Rewrite the passage of the statement on Rhode Island pension legislation that begins at the words "A 7.5% earning" and stops after "municipal pension plans.", putting "expedited" in place of "fast-track".

_EXTRACT_:
-- START --

We are supportive of the efforts of General Treasurer Raimondo and the Governor to address this problem and we urge this Committee to approve the basic plan as it has been developed and placed before you for public hearing. 

In supporting this proposed legislation, it is our conviction that it represents a reasonable start toward the solution of a problem that, unless it is addressed and the actions recommended are taken, will inevitably result in a financial disaster. Rhode Island citizens and taxpayers will be ill-served if in the consideration of this issue, the proposed legislation is rejected or “watered down”. There is no reasonable alternative but to begin now to solve the unfunded pension liability problem, in the matter proposed.

Having said that, it is only fair to state that we recognize this legislation represents only a start toward the solution of the total unfunded pension and related financial problems. There remain serious issues that, unless solved, will plague the system and burden the taxpayer. They include:

A 7.5% earning assumption for the state plan which we believe to be unrealistically low given the reality that government paper is now yielding a mere 3%. This means that the unfunded liability for the state plans for state workers and teachers is not just $7.3 billion, but much larger, and this, in turn, means that the real costs of fixing the state plans have not been accurately fixed.

Underfunded MERS plans such as those in Providence and Cranston are vastly underfunded and, upon passage of this legislation, we will need fast-track legislation to deal with municipal pension plans.

Other Post Employment Benefits have undfunded liabilities in the billions and may, in fact, dwarf the pension liabilities. Their total must be accurately identified and the problem dealt with.

-- END --

_DATA_:

-- START --

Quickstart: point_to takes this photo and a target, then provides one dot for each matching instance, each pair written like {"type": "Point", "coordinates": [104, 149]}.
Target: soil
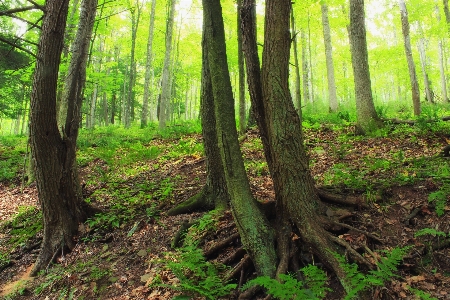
{"type": "Point", "coordinates": [133, 261]}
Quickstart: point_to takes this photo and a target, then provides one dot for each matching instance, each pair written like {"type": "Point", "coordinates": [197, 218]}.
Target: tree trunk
{"type": "Point", "coordinates": [214, 194]}
{"type": "Point", "coordinates": [296, 197]}
{"type": "Point", "coordinates": [148, 81]}
{"type": "Point", "coordinates": [447, 13]}
{"type": "Point", "coordinates": [305, 67]}
{"type": "Point", "coordinates": [53, 154]}
{"type": "Point", "coordinates": [165, 81]}
{"type": "Point", "coordinates": [256, 234]}
{"type": "Point", "coordinates": [129, 109]}
{"type": "Point", "coordinates": [367, 118]}
{"type": "Point", "coordinates": [329, 58]}
{"type": "Point", "coordinates": [442, 72]}
{"type": "Point", "coordinates": [423, 61]}
{"type": "Point", "coordinates": [298, 96]}
{"type": "Point", "coordinates": [411, 66]}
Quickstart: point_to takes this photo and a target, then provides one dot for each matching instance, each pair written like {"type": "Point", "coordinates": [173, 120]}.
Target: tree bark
{"type": "Point", "coordinates": [148, 81]}
{"type": "Point", "coordinates": [165, 81]}
{"type": "Point", "coordinates": [54, 154]}
{"type": "Point", "coordinates": [447, 13]}
{"type": "Point", "coordinates": [408, 51]}
{"type": "Point", "coordinates": [297, 200]}
{"type": "Point", "coordinates": [333, 104]}
{"type": "Point", "coordinates": [257, 236]}
{"type": "Point", "coordinates": [214, 194]}
{"type": "Point", "coordinates": [129, 108]}
{"type": "Point", "coordinates": [305, 67]}
{"type": "Point", "coordinates": [297, 93]}
{"type": "Point", "coordinates": [242, 109]}
{"type": "Point", "coordinates": [367, 118]}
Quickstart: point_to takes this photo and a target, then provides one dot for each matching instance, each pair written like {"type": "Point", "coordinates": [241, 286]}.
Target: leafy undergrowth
{"type": "Point", "coordinates": [135, 175]}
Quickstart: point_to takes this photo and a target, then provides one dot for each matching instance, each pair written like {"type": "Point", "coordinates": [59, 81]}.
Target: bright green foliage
{"type": "Point", "coordinates": [12, 151]}
{"type": "Point", "coordinates": [197, 276]}
{"type": "Point", "coordinates": [25, 225]}
{"type": "Point", "coordinates": [440, 199]}
{"type": "Point", "coordinates": [421, 294]}
{"type": "Point", "coordinates": [207, 223]}
{"type": "Point", "coordinates": [289, 288]}
{"type": "Point", "coordinates": [357, 282]}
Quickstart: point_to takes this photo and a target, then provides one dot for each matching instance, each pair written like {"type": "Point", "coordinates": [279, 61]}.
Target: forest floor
{"type": "Point", "coordinates": [400, 175]}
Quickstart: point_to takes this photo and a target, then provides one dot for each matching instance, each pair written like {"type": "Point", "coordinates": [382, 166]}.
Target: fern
{"type": "Point", "coordinates": [290, 288]}
{"type": "Point", "coordinates": [357, 282]}
{"type": "Point", "coordinates": [196, 275]}
{"type": "Point", "coordinates": [421, 294]}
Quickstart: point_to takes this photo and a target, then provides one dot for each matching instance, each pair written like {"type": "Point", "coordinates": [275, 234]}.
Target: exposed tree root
{"type": "Point", "coordinates": [237, 269]}
{"type": "Point", "coordinates": [352, 251]}
{"type": "Point", "coordinates": [413, 122]}
{"type": "Point", "coordinates": [372, 236]}
{"type": "Point", "coordinates": [412, 215]}
{"type": "Point", "coordinates": [236, 255]}
{"type": "Point", "coordinates": [339, 199]}
{"type": "Point", "coordinates": [218, 246]}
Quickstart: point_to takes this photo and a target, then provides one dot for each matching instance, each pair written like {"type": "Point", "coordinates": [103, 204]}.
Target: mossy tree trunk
{"type": "Point", "coordinates": [53, 152]}
{"type": "Point", "coordinates": [256, 234]}
{"type": "Point", "coordinates": [280, 128]}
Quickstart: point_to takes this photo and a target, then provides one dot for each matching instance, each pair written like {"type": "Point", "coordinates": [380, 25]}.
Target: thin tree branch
{"type": "Point", "coordinates": [26, 41]}
{"type": "Point", "coordinates": [24, 20]}
{"type": "Point", "coordinates": [37, 5]}
{"type": "Point", "coordinates": [16, 10]}
{"type": "Point", "coordinates": [17, 46]}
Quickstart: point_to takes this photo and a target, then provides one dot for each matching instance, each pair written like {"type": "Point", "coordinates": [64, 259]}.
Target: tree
{"type": "Point", "coordinates": [129, 108]}
{"type": "Point", "coordinates": [297, 201]}
{"type": "Point", "coordinates": [333, 104]}
{"type": "Point", "coordinates": [367, 118]}
{"type": "Point", "coordinates": [53, 152]}
{"type": "Point", "coordinates": [165, 80]}
{"type": "Point", "coordinates": [409, 58]}
{"type": "Point", "coordinates": [214, 194]}
{"type": "Point", "coordinates": [256, 234]}
{"type": "Point", "coordinates": [148, 67]}
{"type": "Point", "coordinates": [242, 109]}
{"type": "Point", "coordinates": [297, 94]}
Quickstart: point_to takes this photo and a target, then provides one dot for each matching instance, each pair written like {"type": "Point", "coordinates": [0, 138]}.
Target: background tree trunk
{"type": "Point", "coordinates": [148, 81]}
{"type": "Point", "coordinates": [164, 113]}
{"type": "Point", "coordinates": [297, 93]}
{"type": "Point", "coordinates": [329, 58]}
{"type": "Point", "coordinates": [129, 108]}
{"type": "Point", "coordinates": [242, 109]}
{"type": "Point", "coordinates": [295, 193]}
{"type": "Point", "coordinates": [214, 194]}
{"type": "Point", "coordinates": [305, 67]}
{"type": "Point", "coordinates": [367, 118]}
{"type": "Point", "coordinates": [408, 51]}
{"type": "Point", "coordinates": [256, 234]}
{"type": "Point", "coordinates": [53, 154]}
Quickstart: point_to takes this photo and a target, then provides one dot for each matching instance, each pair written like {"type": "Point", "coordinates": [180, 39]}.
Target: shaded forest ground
{"type": "Point", "coordinates": [135, 176]}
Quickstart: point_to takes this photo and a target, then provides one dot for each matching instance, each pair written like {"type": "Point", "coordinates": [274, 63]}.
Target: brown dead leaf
{"type": "Point", "coordinates": [414, 279]}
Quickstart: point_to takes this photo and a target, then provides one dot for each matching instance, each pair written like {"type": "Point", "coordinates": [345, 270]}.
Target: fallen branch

-- END --

_RESULT OF THIS EXERCISE_:
A 7.5% earning assumption for the state plan which we believe to be unrealistically low given the reality that government paper is now yielding a mere 3%. This means that the unfunded liability for the state plans for state workers and teachers is not just $7.3 billion, but much larger, and this, in turn, means that the real costs of fixing the state plans have not been accurately fixed.

Underfunded MERS plans such as those in Providence and Cranston are vastly underfunded and, upon passage of this legislation, we will need expedited legislation to deal with municipal pension plans.